AUFGABEN:
#1 Wie war laut dem Text über die Haselnuss der Januar im Winter 2017/18?
#2 Gib im Text über die Haselnuss den Abschnitt wieder, der mit „Wer kennt ihn“ beginnt und bis „zu entdecken sind.“ reicht, und tausche dabei „Bahnböschungen“ gegen „Bahndämmen“ aus.
#3 Warum mussten die Bienenvölker im März laut dem Text über die Haselnuss aufgefüttert werden?

ÜBUNGSTEXT:
------------------------

Haselnuss

Wer kennt ihn nicht, den ersten fürs menschliche Auge auffälligen Frühlingsblüher, der den Bienen beim ersten Reinigungsflug schon gleich frischen Pollen anbietet, aber auch leider bei vielen Menschen die Pollenallergie hervorruft! Er leuchtet plötzlich überall an Bahnböschungen, Waldrändern, Gärten, Anlagen und Feldrändern. Immer erstaunt es mich aufs Neue, dass er überall präsent ist. Ich konnte aber bisher, sooft ich an milden Vorfrühlingstagen einen Haselnussstrauch scharf beobachtete, nie Bienen an den hängenden Blütenstaubkätzchen erkennen und war der Ansicht, dass es eine Imkermär ist, dass Bienen auf diesen Pollen angewiesen sind. Offenbar aber hat es zu viele Hasel, auf die sich die Bienen verteilen, weshalb sie darauf nicht zu entdecken sind.

Heuer wurde ich nämlich eines Besseren belehrt. Der Winter 2017/18 war ein merkwürdiger Winter. Der Januar gedieh zu einem der wärmsten Wintermonate, der je gemessen wurde, sodass schon überall der Hasel blühte. Dann kam der Februar mit eisiger Biese, Schnee und Frost. Alle Haselkätzchen sind dabei erfroren. Wie nun endlich im März einmal wieder mildere Temperaturen auftauchten und die Bienen nach sechs Wochen endlich fliegen konnten, war es in der Natur um Nahrungsangebote äusserst spärlich bestellt. Ich musste meine Völker auffüttern, weil sie mir sonst in ihrer Aufbauphase verhungert wären.

Nun erlebte ich aber doch so meine Überraschungen im Garten. Die vielen tot gemeinten Schneeglöckchen richteten sich wieder auf, auch andere diverse Frühboten berappelten sich. Zu meiner grossen Freude aber steht mein Japanischer Zierhasel, der immer verspätet blüht, wenn schon die ersten Fruchtbäume sich anbieten, plötzlich in voller Blütenpracht, gleich einem goldenen Regen. Andere Jahre habe ich immer nachgeschaut, ob sich je einmal eine Biene daran zeigen würde und bin immer enttäuscht worden. Aber diesmal hörte ich sogar die Bienen summen. so zahlreich haben sie sich auf den Busch eingeflogen. Vieles gab es da zu beobachten. Mit dem Bauch rutschten die Bienen flach in Eile auf den Blütenkätzchen herum, um möglichst viel Pollen im Bienenkleid zu sammeln. Mit dem Kopf gingen sie unter die Blütenschuppen, auch die Beine drangen zeitweilig in die Tiefen ein. Dann wurde wieder fleissig alles Aufgenommene abgestreift und an die Höschen gekittet. Bevorzug wurden auch die Spitzen der Kätzchen, sie waren oft noch nicht ganz offen und nun reich mit Pollen beladen, denn erst dann kann der Blütenstaub durch den Wind weitergetragen werden, wenn die Kätzchen die volle Länge erreicht haben und alle Schnüppchen offen sind.

------------------------

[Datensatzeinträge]
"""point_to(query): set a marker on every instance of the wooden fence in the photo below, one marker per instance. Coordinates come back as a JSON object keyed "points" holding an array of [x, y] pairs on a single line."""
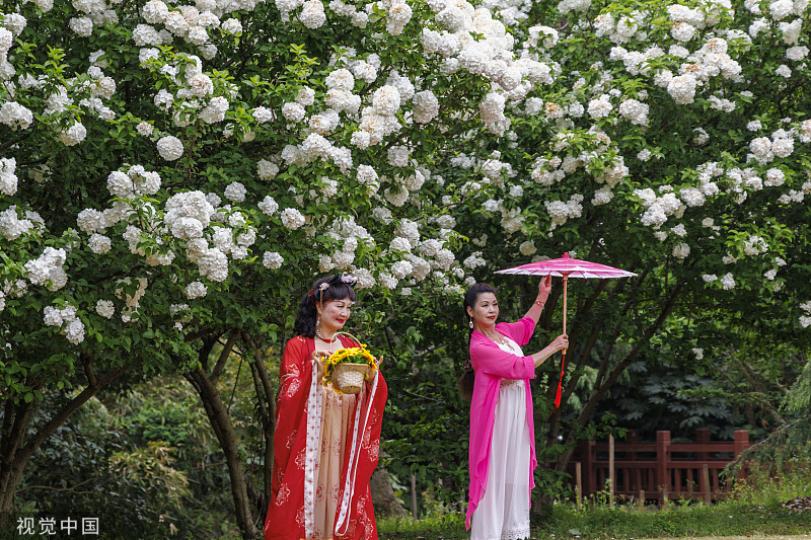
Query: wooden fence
{"points": [[656, 471]]}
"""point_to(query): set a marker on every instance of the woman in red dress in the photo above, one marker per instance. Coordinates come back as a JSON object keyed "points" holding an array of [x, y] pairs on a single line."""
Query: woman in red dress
{"points": [[326, 444]]}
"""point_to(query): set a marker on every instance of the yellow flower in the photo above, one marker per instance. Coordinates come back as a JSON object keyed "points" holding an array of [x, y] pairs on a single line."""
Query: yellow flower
{"points": [[353, 355]]}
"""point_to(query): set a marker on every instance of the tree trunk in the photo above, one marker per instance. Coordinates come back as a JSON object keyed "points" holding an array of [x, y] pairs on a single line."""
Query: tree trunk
{"points": [[385, 502], [227, 437], [266, 404], [16, 449]]}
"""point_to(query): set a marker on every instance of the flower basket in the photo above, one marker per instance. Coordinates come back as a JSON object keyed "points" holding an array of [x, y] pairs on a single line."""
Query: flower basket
{"points": [[348, 369]]}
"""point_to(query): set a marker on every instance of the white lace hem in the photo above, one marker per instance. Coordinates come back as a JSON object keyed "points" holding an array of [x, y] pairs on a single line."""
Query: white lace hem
{"points": [[519, 533]]}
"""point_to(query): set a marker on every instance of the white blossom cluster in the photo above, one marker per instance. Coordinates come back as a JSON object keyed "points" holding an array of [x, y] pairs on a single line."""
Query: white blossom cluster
{"points": [[67, 321]]}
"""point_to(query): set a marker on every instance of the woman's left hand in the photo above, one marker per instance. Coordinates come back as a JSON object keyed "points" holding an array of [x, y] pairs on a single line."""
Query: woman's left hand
{"points": [[544, 288]]}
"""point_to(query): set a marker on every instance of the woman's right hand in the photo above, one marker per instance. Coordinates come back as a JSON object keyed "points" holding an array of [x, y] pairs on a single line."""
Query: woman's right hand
{"points": [[560, 343]]}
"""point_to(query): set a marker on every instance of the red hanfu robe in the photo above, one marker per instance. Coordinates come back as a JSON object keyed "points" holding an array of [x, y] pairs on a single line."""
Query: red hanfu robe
{"points": [[295, 449]]}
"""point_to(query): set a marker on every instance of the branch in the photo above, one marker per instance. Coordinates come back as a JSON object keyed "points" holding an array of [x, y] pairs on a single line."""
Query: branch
{"points": [[72, 406], [226, 352], [758, 385], [87, 364], [591, 405]]}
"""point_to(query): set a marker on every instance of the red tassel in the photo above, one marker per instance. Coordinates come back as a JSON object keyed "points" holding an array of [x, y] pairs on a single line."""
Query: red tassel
{"points": [[559, 391]]}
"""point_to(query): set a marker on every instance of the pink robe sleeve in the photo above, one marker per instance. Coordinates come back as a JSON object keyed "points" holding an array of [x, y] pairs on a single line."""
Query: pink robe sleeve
{"points": [[520, 331], [488, 358]]}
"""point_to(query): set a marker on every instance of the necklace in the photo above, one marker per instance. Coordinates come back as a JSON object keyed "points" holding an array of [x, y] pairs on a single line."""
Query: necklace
{"points": [[498, 339], [330, 341]]}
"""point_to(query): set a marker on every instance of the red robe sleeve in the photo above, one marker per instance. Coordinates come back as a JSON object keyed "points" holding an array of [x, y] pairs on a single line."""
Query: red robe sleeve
{"points": [[284, 518]]}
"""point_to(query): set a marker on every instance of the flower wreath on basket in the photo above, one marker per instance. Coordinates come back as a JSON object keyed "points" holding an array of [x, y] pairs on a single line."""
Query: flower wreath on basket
{"points": [[348, 368]]}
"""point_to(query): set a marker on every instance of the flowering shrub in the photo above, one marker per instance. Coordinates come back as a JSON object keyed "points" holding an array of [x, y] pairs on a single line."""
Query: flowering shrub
{"points": [[168, 167]]}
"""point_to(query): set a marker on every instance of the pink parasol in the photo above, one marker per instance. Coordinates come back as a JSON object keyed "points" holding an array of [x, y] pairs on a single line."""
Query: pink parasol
{"points": [[567, 267]]}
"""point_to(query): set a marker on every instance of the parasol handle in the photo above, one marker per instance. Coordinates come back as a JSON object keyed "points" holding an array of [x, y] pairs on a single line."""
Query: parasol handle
{"points": [[565, 283], [559, 391]]}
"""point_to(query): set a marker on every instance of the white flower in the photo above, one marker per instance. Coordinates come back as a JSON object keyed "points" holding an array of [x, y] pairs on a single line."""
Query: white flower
{"points": [[426, 107], [235, 192], [527, 248], [293, 112], [399, 13], [144, 129], [81, 26], [74, 331], [341, 79], [73, 135], [99, 244], [200, 85], [8, 180], [401, 269], [213, 264], [266, 170], [90, 220], [398, 156], [682, 88], [263, 115], [195, 289], [681, 251], [386, 100], [797, 54], [634, 111], [784, 71], [780, 9], [47, 269], [231, 26], [272, 260], [268, 205], [600, 107], [312, 14], [105, 308], [292, 219], [170, 148]]}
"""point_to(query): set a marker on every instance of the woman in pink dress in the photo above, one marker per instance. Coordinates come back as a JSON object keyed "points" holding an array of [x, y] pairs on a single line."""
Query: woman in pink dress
{"points": [[502, 437]]}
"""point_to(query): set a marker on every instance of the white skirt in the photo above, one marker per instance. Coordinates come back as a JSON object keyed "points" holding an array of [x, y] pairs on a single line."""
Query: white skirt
{"points": [[503, 512]]}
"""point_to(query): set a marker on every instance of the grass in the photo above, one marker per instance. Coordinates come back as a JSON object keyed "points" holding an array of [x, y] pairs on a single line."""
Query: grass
{"points": [[601, 522], [755, 509]]}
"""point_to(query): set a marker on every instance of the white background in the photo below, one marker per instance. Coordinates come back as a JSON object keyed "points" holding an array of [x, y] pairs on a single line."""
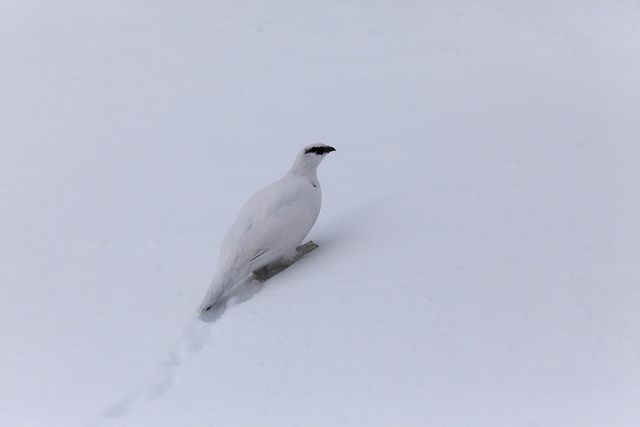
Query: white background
{"points": [[479, 256]]}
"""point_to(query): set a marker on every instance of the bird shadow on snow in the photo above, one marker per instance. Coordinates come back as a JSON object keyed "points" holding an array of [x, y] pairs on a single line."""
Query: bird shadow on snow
{"points": [[195, 337]]}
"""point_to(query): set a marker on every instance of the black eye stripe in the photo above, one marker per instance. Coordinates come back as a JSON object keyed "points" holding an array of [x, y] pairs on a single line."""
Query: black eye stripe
{"points": [[320, 150]]}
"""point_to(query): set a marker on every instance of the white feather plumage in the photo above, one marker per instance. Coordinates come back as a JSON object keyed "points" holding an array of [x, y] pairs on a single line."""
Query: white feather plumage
{"points": [[270, 225]]}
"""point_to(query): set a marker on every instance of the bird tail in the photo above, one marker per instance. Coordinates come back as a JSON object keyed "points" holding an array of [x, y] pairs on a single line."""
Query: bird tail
{"points": [[220, 284]]}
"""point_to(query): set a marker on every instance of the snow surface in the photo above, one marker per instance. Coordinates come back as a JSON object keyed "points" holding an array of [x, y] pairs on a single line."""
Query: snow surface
{"points": [[479, 240]]}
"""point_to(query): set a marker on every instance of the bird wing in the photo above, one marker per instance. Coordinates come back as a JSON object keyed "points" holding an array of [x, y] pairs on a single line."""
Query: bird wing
{"points": [[271, 224]]}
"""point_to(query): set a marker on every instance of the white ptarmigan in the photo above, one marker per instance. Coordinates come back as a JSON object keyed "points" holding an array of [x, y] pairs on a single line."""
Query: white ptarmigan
{"points": [[270, 226]]}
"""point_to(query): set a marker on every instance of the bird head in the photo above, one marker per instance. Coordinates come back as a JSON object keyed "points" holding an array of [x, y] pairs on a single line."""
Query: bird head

------------------------

LÖSUNGEN:
#1 Er war einer der wärmsten Wintermonate, die je gemessen wurden.

#2
Wer kennt ihn nicht, den ersten fürs menschliche Auge auffälligen Frühlingsblüher, der den Bienen beim ersten Reinigungsflug schon gleich frischen Pollen anbietet, aber auch leider bei vielen Menschen die Pollenallergie hervorruft! Er leuchtet plötzlich überall an Bahndämmen, Waldrändern, Gärten, Anlagen und Feldrändern. Immer erstaunt es mich aufs Neue, dass er überall präsent ist. Ich konnte aber bisher, sooft ich an milden Vorfrühlingstagen einen Haselnussstrauch scharf beobachtete, nie Bienen an den hängenden Blütenstaubkätzchen erkennen und war der Ansicht, dass es eine Imkermär ist, dass Bienen auf diesen Pollen angewiesen sind. Offenbar aber hat es zu viele Hasel, auf die sich die Bienen verteilen, weshalb sie darauf nicht zu entdecken sind.

#3 Im Februar waren bei Schnee und Frost alle Haselkätzchen erfroren, sodass die Natur im März kaum Nahrung bot. Ohne Fütterung wären die Völker in ihrer Aufbauphase verhungert.